>> start

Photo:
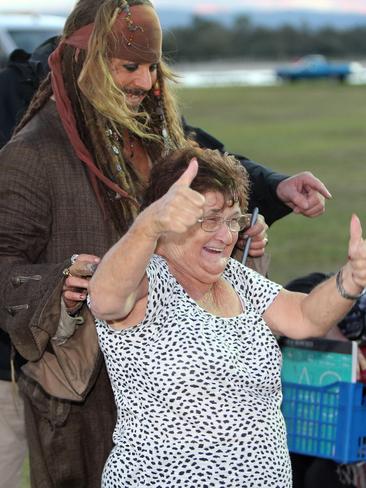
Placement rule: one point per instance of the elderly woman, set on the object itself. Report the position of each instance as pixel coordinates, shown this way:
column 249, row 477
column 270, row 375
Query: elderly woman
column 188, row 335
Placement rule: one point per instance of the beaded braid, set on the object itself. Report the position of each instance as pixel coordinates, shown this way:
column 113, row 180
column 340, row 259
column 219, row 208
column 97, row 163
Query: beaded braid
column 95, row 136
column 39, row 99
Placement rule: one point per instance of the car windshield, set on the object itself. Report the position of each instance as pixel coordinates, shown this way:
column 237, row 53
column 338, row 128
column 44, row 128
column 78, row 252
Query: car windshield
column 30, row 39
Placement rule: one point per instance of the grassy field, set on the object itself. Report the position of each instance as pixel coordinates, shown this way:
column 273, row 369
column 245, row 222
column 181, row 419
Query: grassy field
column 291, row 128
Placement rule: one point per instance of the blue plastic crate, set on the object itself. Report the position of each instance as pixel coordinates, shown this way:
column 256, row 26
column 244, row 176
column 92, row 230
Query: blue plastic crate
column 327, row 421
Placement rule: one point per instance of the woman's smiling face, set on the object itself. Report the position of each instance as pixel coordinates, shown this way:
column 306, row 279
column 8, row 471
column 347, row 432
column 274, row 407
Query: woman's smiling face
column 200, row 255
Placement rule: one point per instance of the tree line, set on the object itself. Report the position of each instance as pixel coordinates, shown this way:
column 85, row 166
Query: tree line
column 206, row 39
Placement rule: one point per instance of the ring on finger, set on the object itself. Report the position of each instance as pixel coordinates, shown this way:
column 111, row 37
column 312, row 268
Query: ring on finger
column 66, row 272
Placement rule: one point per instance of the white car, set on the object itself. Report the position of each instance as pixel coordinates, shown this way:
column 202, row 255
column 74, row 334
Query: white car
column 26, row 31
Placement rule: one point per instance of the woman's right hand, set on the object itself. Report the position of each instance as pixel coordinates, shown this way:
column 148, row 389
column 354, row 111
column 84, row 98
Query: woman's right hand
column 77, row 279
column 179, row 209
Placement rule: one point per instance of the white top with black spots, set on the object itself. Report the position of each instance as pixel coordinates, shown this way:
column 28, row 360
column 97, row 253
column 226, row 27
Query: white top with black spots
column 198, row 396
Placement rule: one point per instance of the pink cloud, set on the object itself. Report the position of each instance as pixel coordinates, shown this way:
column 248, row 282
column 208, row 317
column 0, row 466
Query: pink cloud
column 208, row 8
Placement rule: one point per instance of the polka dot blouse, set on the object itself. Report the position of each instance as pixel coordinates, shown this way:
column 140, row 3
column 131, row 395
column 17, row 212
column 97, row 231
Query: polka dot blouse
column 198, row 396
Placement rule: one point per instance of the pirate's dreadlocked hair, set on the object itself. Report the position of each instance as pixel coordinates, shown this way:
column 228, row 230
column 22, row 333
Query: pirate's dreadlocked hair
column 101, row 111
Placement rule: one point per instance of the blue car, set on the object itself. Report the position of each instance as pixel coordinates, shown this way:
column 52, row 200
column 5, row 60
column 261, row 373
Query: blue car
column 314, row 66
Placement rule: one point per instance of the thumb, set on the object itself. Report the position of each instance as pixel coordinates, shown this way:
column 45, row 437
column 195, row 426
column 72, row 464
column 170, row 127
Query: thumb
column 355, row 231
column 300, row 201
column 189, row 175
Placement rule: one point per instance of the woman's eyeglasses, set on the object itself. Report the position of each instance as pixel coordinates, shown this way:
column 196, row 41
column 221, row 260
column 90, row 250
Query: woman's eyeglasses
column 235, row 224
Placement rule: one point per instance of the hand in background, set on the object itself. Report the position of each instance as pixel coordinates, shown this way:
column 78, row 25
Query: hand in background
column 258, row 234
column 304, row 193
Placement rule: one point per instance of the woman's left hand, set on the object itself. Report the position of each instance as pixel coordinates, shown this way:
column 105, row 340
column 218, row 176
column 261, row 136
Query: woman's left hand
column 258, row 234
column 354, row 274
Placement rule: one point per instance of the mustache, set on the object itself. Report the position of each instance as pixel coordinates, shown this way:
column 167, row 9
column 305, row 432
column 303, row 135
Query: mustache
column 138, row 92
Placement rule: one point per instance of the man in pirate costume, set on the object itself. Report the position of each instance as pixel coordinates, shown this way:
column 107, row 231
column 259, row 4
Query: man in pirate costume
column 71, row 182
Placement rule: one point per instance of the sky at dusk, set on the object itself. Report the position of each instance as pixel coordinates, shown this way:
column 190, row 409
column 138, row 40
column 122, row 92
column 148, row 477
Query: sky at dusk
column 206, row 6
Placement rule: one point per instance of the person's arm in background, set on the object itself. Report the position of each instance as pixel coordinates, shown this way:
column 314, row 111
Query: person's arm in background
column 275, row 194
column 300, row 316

>> end
>> start

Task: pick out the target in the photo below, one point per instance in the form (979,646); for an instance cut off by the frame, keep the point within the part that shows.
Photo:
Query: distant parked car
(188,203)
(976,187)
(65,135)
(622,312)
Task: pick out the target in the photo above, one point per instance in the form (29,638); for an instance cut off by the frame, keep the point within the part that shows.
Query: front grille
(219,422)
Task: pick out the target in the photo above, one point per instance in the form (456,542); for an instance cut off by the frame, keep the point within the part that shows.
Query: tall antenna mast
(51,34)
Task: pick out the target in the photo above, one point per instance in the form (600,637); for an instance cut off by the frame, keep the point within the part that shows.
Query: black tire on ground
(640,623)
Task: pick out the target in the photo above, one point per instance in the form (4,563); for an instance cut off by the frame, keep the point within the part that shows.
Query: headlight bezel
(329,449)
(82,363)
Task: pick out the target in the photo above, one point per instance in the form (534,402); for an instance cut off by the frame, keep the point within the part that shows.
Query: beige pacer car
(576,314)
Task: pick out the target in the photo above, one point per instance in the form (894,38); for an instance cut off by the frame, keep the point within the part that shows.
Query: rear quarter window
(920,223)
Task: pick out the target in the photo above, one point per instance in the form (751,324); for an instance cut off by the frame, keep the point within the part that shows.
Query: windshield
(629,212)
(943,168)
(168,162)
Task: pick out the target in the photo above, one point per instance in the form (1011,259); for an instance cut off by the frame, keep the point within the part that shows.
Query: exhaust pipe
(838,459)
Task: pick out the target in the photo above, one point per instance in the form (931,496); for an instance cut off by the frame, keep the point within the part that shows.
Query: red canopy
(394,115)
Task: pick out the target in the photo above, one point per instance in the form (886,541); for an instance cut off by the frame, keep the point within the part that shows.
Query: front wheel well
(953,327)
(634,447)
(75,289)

>> end

• [Task]
Return, without any change, the lines from the one holding "Placement rule: one point per instance of the blue plastic" through the one holding "column 327, row 421", both ends included.

• [Final result]
Placement rule: one point per instance of the blue plastic crate, set on the object itself. Report the position of each instance as pixel coordinates, shown this way:
column 256, row 26
column 244, row 176
column 92, row 230
Query: blue plastic crate
column 327, row 421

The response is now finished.